Entrées de données enregistrées
<<<<

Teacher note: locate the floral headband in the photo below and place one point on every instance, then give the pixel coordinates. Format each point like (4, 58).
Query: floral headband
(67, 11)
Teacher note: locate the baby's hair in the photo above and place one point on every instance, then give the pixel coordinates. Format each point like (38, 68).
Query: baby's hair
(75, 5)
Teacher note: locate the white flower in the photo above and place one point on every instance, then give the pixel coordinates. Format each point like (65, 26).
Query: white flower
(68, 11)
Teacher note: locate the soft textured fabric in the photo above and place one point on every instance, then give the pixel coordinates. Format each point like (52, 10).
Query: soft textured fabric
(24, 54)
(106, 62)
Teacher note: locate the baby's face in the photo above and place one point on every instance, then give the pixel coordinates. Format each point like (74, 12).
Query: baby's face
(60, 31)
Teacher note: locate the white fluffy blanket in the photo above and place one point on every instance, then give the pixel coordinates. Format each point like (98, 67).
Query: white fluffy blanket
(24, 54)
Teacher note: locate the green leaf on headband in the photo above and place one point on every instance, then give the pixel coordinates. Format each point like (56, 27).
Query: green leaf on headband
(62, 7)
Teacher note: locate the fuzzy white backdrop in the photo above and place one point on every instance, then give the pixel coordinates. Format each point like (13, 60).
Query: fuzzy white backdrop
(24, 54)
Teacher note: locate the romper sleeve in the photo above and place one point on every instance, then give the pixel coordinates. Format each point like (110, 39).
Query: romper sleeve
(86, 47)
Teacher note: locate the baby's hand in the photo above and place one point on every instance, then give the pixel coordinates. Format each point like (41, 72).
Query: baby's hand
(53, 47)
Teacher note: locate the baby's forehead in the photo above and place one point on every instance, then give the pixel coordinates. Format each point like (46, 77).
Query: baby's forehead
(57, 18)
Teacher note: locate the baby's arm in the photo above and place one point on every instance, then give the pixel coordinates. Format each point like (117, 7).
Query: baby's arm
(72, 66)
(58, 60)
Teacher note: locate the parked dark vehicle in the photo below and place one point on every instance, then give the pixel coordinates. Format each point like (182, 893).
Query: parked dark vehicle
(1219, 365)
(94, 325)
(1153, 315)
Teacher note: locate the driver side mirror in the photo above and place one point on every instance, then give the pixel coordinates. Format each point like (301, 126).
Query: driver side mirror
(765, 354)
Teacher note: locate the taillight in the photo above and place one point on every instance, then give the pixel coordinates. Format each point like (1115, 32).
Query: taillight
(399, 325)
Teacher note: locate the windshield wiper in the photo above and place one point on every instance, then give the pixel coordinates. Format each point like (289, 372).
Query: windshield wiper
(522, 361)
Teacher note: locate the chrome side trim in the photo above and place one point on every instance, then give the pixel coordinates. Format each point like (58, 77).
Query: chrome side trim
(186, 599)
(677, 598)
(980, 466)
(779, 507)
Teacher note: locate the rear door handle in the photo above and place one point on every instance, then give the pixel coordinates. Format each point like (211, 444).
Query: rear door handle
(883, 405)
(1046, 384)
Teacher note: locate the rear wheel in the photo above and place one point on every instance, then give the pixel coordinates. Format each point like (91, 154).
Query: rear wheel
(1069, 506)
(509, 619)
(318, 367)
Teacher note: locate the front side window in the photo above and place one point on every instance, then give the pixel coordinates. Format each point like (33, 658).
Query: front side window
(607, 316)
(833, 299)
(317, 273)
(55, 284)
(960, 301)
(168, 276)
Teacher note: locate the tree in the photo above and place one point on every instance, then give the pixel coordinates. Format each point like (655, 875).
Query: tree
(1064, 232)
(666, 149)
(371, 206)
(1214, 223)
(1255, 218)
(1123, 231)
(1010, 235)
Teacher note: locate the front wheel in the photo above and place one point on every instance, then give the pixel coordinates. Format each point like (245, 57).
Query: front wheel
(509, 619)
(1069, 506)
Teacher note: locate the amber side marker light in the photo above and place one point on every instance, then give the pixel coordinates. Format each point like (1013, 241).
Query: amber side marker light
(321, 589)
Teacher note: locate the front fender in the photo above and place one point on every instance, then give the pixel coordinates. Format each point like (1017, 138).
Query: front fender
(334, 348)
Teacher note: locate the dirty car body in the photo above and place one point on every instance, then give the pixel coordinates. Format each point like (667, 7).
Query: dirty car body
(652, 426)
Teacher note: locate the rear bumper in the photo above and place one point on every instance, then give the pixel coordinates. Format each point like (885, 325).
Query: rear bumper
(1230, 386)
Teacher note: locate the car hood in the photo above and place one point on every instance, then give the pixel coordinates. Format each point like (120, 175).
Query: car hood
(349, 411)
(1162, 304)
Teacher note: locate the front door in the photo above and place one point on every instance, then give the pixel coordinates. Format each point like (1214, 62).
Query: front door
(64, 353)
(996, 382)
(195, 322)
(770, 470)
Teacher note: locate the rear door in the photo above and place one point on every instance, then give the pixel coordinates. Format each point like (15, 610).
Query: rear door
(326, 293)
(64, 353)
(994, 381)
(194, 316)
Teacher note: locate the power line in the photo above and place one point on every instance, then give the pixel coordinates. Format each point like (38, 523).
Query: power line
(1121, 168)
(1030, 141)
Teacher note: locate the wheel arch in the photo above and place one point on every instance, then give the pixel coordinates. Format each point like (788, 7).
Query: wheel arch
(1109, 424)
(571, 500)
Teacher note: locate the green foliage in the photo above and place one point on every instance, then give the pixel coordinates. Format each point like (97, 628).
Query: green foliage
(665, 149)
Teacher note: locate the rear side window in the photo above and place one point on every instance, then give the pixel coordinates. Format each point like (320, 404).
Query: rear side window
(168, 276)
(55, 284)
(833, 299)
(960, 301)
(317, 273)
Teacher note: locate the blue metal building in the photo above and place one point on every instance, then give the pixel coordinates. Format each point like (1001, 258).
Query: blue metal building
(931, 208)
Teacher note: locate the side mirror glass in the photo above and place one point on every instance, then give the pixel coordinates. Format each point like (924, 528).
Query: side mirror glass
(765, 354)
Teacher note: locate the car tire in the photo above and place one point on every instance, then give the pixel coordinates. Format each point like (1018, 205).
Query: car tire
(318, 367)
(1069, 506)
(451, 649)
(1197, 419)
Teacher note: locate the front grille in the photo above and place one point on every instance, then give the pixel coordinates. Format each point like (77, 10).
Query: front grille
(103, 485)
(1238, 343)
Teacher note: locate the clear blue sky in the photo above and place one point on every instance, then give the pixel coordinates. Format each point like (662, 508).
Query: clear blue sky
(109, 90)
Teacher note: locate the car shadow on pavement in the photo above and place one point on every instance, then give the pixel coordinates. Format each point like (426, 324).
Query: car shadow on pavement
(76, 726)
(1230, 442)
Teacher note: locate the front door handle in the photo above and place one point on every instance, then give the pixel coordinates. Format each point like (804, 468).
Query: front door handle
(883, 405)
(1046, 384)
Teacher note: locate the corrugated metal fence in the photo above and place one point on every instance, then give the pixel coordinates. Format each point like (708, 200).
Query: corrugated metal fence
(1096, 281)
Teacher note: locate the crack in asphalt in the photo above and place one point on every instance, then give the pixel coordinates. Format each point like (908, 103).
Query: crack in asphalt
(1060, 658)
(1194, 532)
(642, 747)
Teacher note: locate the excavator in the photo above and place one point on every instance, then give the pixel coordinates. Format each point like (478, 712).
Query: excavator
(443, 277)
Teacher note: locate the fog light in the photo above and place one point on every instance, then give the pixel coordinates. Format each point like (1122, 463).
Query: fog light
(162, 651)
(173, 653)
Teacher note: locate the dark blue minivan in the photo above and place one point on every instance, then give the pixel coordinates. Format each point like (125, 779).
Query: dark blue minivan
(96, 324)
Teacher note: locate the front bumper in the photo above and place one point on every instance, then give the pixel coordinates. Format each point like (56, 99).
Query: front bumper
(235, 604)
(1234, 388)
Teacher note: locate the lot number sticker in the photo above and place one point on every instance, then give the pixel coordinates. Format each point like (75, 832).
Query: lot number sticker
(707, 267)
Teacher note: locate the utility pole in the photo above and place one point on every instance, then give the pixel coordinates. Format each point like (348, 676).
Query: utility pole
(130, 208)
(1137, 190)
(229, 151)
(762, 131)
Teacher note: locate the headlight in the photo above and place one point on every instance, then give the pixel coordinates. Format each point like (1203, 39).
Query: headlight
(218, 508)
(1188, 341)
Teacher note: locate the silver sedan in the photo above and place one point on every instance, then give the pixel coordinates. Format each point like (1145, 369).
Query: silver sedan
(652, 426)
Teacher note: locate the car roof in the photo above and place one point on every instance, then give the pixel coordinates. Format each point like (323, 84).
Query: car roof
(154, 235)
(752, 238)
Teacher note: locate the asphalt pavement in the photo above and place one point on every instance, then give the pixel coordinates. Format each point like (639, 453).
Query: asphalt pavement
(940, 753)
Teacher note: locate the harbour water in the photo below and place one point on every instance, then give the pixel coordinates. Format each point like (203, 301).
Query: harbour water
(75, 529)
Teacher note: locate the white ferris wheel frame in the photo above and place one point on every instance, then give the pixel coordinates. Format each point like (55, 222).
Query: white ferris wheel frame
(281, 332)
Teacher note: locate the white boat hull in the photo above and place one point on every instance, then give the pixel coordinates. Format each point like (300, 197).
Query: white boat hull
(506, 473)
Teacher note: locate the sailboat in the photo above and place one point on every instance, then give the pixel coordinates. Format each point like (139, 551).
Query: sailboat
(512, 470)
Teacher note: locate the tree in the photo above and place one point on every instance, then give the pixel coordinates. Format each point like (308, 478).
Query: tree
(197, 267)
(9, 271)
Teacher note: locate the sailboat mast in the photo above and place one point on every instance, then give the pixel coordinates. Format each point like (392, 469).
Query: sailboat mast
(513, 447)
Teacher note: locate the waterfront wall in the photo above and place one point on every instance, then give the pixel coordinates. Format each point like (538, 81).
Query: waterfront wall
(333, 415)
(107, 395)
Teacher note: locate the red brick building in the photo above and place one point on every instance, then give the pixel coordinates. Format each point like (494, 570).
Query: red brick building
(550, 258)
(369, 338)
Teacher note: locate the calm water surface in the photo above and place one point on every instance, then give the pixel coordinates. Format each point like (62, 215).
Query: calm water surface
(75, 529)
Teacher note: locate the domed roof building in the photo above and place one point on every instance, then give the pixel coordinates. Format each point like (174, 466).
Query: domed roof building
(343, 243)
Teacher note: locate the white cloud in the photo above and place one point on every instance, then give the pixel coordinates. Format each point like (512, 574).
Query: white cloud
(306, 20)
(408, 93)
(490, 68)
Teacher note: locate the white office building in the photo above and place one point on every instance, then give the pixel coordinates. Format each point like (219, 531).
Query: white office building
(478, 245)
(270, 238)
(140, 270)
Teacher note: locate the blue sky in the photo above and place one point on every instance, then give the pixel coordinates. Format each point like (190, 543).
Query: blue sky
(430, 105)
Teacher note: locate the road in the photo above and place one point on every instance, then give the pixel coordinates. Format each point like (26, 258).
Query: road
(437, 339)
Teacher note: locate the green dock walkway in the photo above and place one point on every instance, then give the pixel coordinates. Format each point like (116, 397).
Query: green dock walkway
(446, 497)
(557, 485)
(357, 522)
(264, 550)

>>>>

Objectif:
Renvoyez tel quel tout le passage des entrées allant de la ligne qui contient « Teacher note: locate the fog » jusqu'à la ligne qui contient « (1234, 388) », ces deux lignes comprises.

Réponse écrite:
Teacher note: locate the fog light in the photo above and place one point on every instance, then give the pixel coordinates. Format each point like (1122, 463).
Query: fog light
(162, 651)
(173, 653)
Teacher note: locate the dark blue minivan in the photo above and place one point on every instance, then give the pixel coordinates. Format each point like (125, 779).
Query: dark blue minivan
(96, 324)
Teacher note: locate the front bumper in the photo above and place one point on every instance, then give the pixel coordinates. Format each point like (56, 99).
Query: front bumper
(235, 604)
(1234, 388)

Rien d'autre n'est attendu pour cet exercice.